▶ [Listed entries]
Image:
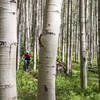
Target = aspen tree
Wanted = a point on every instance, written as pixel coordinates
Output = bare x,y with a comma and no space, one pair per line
83,53
48,50
8,42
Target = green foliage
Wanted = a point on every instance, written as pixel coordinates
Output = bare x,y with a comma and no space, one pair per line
26,86
67,88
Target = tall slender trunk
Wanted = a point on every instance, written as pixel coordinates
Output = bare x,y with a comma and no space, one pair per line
99,39
48,50
8,42
83,52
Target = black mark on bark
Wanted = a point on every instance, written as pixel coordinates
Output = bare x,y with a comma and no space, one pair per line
45,88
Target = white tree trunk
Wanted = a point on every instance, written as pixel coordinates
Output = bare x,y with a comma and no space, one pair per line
48,50
8,42
83,53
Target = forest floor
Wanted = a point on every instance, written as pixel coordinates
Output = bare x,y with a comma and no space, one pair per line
67,88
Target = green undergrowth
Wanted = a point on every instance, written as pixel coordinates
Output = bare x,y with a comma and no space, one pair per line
67,88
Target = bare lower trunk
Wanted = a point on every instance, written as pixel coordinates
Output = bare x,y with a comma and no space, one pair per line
8,42
83,52
48,50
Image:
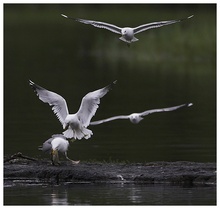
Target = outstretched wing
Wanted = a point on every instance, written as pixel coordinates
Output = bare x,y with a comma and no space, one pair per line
109,119
90,104
148,26
57,102
111,27
165,109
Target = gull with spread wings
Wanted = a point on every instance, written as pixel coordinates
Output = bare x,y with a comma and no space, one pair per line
57,143
137,117
127,32
77,123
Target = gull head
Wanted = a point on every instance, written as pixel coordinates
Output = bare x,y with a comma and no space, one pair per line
55,157
135,118
127,33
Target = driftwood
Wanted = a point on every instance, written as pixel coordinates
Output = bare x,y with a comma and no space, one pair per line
18,155
28,169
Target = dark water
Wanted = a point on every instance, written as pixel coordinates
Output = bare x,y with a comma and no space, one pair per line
168,66
109,194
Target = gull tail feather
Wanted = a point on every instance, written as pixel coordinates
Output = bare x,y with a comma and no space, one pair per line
78,134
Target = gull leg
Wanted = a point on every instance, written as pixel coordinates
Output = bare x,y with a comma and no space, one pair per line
74,162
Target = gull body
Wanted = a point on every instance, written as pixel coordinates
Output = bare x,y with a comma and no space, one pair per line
77,123
138,117
127,32
57,143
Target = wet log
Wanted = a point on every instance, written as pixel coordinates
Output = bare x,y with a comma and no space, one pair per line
25,169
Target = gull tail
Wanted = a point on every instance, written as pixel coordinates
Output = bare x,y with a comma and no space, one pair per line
78,134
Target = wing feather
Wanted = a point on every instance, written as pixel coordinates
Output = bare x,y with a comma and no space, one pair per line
90,104
148,26
57,102
164,109
109,119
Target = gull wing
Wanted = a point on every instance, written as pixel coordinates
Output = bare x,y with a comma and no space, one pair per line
109,119
148,26
165,109
111,27
57,102
46,145
90,104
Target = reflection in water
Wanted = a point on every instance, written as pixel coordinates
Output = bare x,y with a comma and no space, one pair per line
109,194
59,197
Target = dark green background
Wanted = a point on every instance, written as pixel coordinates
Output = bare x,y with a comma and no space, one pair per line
168,66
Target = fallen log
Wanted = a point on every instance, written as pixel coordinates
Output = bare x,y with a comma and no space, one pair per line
179,173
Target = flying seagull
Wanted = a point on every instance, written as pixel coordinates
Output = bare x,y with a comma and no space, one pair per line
127,32
137,117
57,143
77,123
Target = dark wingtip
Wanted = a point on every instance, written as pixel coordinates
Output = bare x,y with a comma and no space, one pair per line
65,16
189,104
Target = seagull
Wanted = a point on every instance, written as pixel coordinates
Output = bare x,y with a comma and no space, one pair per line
57,143
127,32
77,123
137,117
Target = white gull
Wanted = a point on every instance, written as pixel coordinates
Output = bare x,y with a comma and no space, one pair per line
57,143
127,32
77,123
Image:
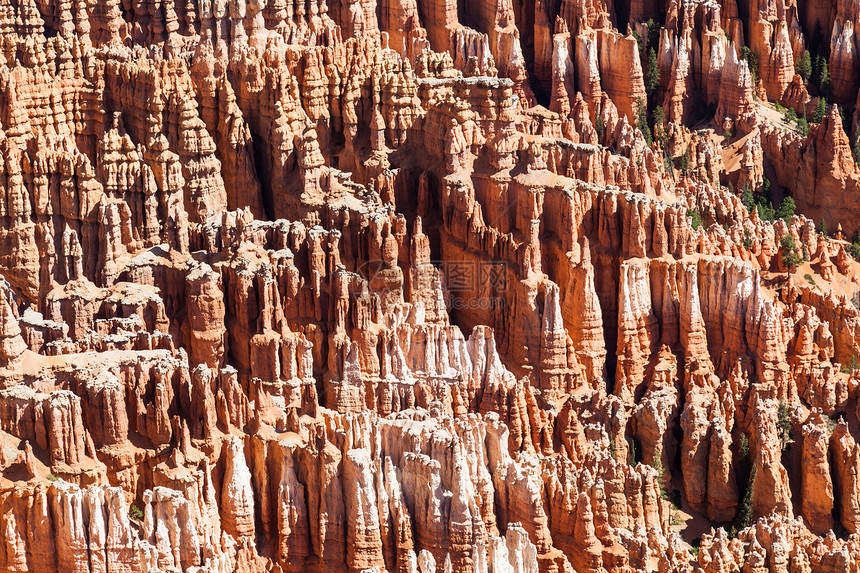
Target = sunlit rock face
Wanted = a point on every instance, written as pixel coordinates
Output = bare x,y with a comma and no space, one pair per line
424,286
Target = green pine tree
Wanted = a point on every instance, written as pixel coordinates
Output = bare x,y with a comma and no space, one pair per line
820,110
743,518
642,120
804,66
783,424
855,149
824,79
802,126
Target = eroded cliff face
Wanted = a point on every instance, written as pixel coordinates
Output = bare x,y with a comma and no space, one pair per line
402,286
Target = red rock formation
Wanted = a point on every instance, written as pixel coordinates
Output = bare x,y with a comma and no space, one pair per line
321,287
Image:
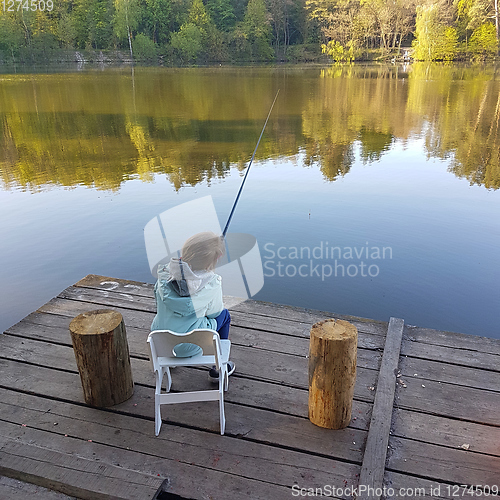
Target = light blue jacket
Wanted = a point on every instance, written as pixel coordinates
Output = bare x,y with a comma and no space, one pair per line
186,300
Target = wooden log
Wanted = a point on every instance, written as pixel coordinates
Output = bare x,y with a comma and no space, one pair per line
102,356
332,372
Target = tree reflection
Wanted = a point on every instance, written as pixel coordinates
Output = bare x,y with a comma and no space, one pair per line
194,125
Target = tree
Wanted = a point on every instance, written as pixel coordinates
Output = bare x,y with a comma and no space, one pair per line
93,23
434,39
188,42
12,34
257,30
222,14
191,38
157,18
484,41
127,16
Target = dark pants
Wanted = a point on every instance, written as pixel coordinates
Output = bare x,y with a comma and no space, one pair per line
223,323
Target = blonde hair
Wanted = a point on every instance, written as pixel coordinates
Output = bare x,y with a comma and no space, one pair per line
203,250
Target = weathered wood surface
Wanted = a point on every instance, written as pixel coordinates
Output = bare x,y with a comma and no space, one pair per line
102,356
332,373
373,468
270,444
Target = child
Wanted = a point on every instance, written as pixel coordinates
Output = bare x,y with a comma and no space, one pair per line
189,294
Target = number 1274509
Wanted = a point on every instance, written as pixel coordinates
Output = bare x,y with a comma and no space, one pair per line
27,5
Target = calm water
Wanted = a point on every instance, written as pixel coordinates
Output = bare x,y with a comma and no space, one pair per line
374,191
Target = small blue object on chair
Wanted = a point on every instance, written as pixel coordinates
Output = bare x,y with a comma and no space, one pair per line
202,347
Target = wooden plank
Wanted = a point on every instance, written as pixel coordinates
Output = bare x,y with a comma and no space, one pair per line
116,284
458,356
452,339
255,392
373,468
442,464
255,424
261,365
416,487
13,489
69,473
72,308
446,432
249,460
55,328
449,400
109,298
91,474
114,299
308,316
450,373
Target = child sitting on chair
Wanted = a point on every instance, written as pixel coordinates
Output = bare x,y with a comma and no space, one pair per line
189,294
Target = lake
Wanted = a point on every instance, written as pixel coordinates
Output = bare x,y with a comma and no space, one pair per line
374,191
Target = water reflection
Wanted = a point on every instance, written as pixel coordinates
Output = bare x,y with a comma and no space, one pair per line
102,128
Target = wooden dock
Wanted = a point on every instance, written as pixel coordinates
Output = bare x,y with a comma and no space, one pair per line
426,411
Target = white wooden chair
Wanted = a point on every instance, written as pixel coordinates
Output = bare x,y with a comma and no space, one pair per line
165,352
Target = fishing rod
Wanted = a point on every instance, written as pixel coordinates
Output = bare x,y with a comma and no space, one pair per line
248,169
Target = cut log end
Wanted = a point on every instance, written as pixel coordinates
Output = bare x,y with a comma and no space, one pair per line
332,372
102,356
96,322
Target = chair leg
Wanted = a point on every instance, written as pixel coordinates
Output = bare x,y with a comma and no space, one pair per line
169,379
222,374
157,415
222,415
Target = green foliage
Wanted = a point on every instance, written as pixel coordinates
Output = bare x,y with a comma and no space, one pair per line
338,52
144,48
188,42
483,42
257,31
157,19
12,34
126,18
222,13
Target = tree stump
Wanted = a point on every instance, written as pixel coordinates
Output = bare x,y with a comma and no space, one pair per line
332,372
101,352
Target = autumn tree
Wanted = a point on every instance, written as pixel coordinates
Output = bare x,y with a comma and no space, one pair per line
435,40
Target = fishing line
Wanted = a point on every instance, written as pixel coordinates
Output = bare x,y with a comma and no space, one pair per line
248,169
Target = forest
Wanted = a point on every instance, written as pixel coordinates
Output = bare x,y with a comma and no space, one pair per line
233,31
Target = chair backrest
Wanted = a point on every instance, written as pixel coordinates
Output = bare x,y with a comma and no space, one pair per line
162,343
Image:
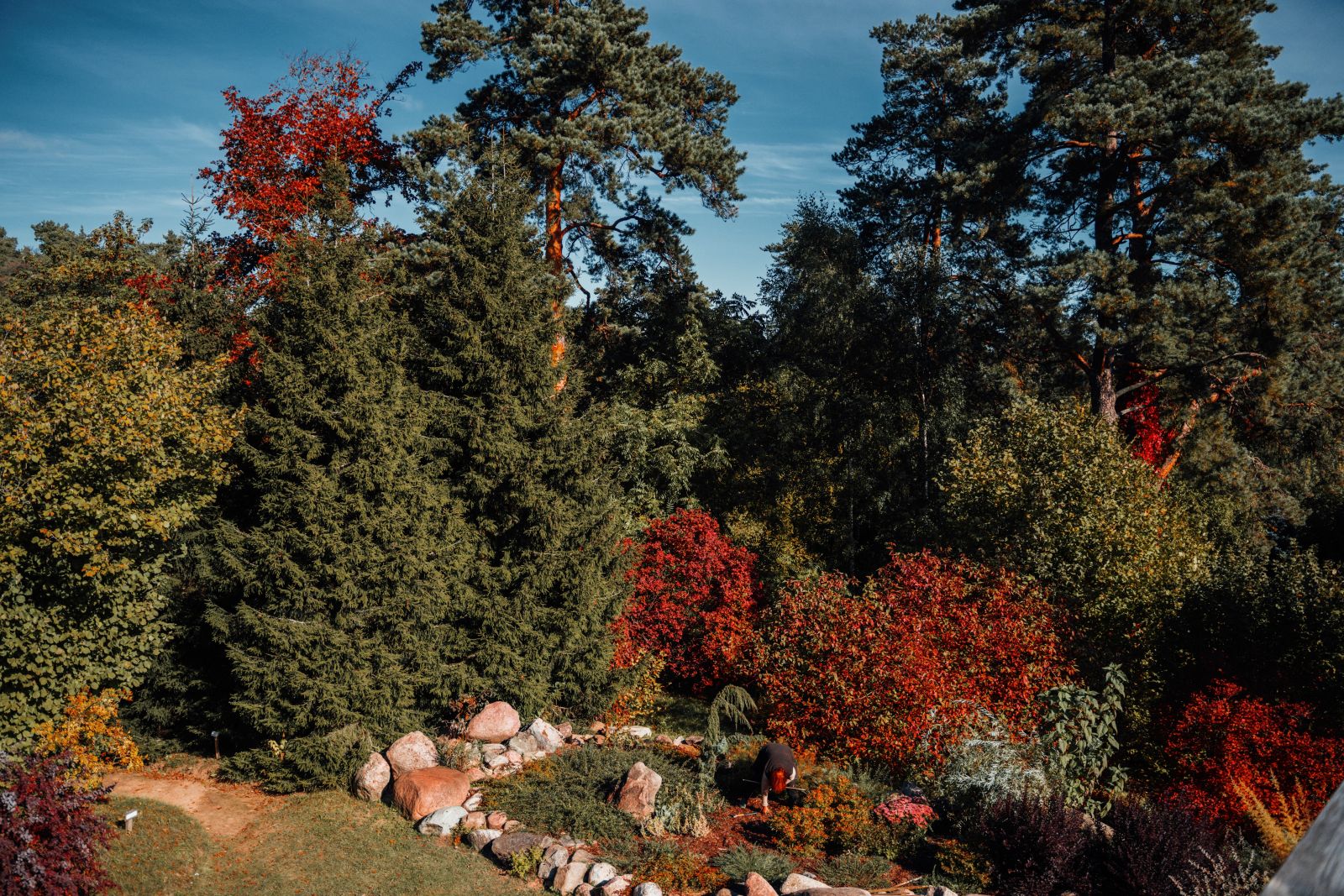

▶ [Task to complete] Tally the lines in the data above that contain the word "dark" and reply with only that number.

▶ [Written solution] 4